WORK INSTRUCTION - Reproduce the listing that follows, line for line.

DATA -
[Start of section]

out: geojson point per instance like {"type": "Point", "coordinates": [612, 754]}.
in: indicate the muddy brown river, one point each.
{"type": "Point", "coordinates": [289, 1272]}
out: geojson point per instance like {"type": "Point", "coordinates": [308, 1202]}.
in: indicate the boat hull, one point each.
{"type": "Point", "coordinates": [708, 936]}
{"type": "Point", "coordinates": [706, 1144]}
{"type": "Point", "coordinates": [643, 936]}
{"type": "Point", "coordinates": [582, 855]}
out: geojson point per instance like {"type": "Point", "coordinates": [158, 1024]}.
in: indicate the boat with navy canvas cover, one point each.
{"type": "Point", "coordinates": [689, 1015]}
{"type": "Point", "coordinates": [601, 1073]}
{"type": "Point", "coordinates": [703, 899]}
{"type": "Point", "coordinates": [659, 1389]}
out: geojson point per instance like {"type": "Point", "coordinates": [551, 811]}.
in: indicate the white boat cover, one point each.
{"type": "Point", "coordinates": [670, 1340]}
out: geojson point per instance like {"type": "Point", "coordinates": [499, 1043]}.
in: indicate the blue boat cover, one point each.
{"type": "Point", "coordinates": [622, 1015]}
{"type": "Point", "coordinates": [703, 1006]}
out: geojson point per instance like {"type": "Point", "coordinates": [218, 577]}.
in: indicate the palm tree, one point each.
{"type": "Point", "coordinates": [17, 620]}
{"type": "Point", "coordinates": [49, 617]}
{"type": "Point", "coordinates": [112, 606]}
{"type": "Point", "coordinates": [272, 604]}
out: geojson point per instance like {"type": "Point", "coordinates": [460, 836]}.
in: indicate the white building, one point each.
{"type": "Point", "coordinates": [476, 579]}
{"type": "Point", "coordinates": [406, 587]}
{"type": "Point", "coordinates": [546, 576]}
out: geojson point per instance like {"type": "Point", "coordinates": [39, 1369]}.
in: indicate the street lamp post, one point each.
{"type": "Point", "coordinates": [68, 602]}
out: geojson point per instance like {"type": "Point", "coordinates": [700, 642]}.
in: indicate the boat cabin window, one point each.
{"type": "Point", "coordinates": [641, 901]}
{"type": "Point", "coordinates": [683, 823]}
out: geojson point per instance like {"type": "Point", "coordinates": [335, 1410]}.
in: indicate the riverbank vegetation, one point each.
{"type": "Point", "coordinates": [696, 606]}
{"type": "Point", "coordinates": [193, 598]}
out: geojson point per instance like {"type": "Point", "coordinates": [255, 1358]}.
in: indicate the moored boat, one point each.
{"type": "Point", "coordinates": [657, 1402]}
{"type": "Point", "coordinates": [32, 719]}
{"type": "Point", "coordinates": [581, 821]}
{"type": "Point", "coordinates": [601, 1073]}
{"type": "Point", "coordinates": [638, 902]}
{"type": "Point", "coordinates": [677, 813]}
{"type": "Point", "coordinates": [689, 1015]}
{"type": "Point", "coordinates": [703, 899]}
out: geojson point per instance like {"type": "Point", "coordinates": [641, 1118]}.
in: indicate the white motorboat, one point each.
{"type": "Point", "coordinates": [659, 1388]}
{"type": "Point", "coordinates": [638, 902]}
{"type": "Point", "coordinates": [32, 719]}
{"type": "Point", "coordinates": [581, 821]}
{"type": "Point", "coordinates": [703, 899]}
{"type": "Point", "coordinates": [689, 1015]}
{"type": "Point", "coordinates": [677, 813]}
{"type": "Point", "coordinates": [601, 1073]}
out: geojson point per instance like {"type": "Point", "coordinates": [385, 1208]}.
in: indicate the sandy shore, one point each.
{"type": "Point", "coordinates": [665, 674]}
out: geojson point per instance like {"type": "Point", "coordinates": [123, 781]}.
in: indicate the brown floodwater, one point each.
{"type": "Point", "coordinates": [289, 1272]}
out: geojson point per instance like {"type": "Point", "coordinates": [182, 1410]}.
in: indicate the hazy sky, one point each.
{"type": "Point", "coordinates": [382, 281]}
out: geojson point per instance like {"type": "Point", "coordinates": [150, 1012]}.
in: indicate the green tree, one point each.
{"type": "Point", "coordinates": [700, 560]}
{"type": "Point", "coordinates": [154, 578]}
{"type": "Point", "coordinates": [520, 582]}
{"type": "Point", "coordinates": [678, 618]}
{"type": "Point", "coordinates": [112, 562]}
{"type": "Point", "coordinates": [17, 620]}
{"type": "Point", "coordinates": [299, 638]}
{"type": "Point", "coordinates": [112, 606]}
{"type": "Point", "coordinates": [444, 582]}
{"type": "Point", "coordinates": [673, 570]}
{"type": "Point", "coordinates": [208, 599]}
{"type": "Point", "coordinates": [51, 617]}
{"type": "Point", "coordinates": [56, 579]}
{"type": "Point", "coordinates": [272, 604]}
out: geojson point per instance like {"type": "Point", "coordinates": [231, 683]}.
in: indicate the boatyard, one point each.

[End of section]

RESPONSE TO THIS TASK -
out: geojson point per instance like {"type": "Point", "coordinates": [612, 754]}.
in: indicate the muddy brown river, one point each.
{"type": "Point", "coordinates": [289, 1272]}
out: geojson point per instance like {"type": "Point", "coordinates": [308, 1202]}.
in: indicate the boat hull, one point each.
{"type": "Point", "coordinates": [708, 936]}
{"type": "Point", "coordinates": [706, 1144]}
{"type": "Point", "coordinates": [643, 936]}
{"type": "Point", "coordinates": [582, 855]}
out: geojson point per instance like {"type": "Point", "coordinates": [158, 1024]}.
in: indicate the boat with navy canvas cover, one point each.
{"type": "Point", "coordinates": [689, 1015]}
{"type": "Point", "coordinates": [601, 1073]}
{"type": "Point", "coordinates": [703, 899]}
{"type": "Point", "coordinates": [659, 1389]}
out: geojson point per instance like {"type": "Point", "coordinates": [551, 811]}.
in: indicate the white boat cover, one point each.
{"type": "Point", "coordinates": [670, 1340]}
out: geojson point per instance like {"type": "Point", "coordinates": [499, 1043]}.
in: indicate the blue boat cover, one point each.
{"type": "Point", "coordinates": [622, 1015]}
{"type": "Point", "coordinates": [703, 1006]}
out: geojson point per instance like {"type": "Point", "coordinates": [218, 577]}.
in: indicate the palm tree, one point each.
{"type": "Point", "coordinates": [17, 620]}
{"type": "Point", "coordinates": [49, 617]}
{"type": "Point", "coordinates": [112, 606]}
{"type": "Point", "coordinates": [272, 604]}
out: geojson point per instance like {"type": "Point", "coordinates": [460, 836]}.
in: indicate the white building, one point each.
{"type": "Point", "coordinates": [476, 579]}
{"type": "Point", "coordinates": [406, 587]}
{"type": "Point", "coordinates": [546, 576]}
out: geojson point per instance like {"type": "Point", "coordinates": [39, 1369]}.
in: indicate the street lamp post, one point each.
{"type": "Point", "coordinates": [68, 602]}
out: geojson point per instance like {"type": "Point", "coordinates": [700, 642]}.
in: indicate the boat cabin window, one point each.
{"type": "Point", "coordinates": [641, 901]}
{"type": "Point", "coordinates": [683, 823]}
out: geojson point per instance like {"type": "Point", "coordinates": [335, 1410]}.
in: indicate the riverbank vegetation, one point each.
{"type": "Point", "coordinates": [696, 606]}
{"type": "Point", "coordinates": [193, 598]}
out: geojson point per instance like {"type": "Point", "coordinates": [255, 1358]}.
in: indicate the moored boat, one point each.
{"type": "Point", "coordinates": [657, 1402]}
{"type": "Point", "coordinates": [32, 719]}
{"type": "Point", "coordinates": [581, 821]}
{"type": "Point", "coordinates": [601, 1073]}
{"type": "Point", "coordinates": [638, 902]}
{"type": "Point", "coordinates": [677, 813]}
{"type": "Point", "coordinates": [689, 1015]}
{"type": "Point", "coordinates": [703, 899]}
out: geojson point per instance like {"type": "Point", "coordinates": [641, 1118]}.
in: indicate the white motorboat, one point each.
{"type": "Point", "coordinates": [659, 1388]}
{"type": "Point", "coordinates": [638, 902]}
{"type": "Point", "coordinates": [32, 719]}
{"type": "Point", "coordinates": [581, 821]}
{"type": "Point", "coordinates": [703, 899]}
{"type": "Point", "coordinates": [689, 1015]}
{"type": "Point", "coordinates": [677, 813]}
{"type": "Point", "coordinates": [601, 1073]}
out: geojson point per instance like {"type": "Point", "coordinates": [385, 1208]}.
in: indicate the sandy shore, one point each.
{"type": "Point", "coordinates": [665, 674]}
out: geojson point per instance like {"type": "Point", "coordinates": [123, 781]}.
in: indicate the brown floodwater, one point each.
{"type": "Point", "coordinates": [289, 1272]}
out: geojson point per instance like {"type": "Point", "coordinates": [182, 1410]}.
in: indicate the hazy sky, one point each.
{"type": "Point", "coordinates": [382, 281]}
out: geojson point per instance like {"type": "Point", "coordinates": [150, 1012]}.
in: indicate the green tree, one point each.
{"type": "Point", "coordinates": [700, 560]}
{"type": "Point", "coordinates": [154, 578]}
{"type": "Point", "coordinates": [520, 582]}
{"type": "Point", "coordinates": [678, 618]}
{"type": "Point", "coordinates": [112, 562]}
{"type": "Point", "coordinates": [17, 620]}
{"type": "Point", "coordinates": [299, 638]}
{"type": "Point", "coordinates": [112, 606]}
{"type": "Point", "coordinates": [444, 582]}
{"type": "Point", "coordinates": [673, 570]}
{"type": "Point", "coordinates": [208, 599]}
{"type": "Point", "coordinates": [51, 617]}
{"type": "Point", "coordinates": [56, 579]}
{"type": "Point", "coordinates": [272, 604]}
out: geojson point per instance like {"type": "Point", "coordinates": [231, 683]}.
in: indicate the boatyard, one point each.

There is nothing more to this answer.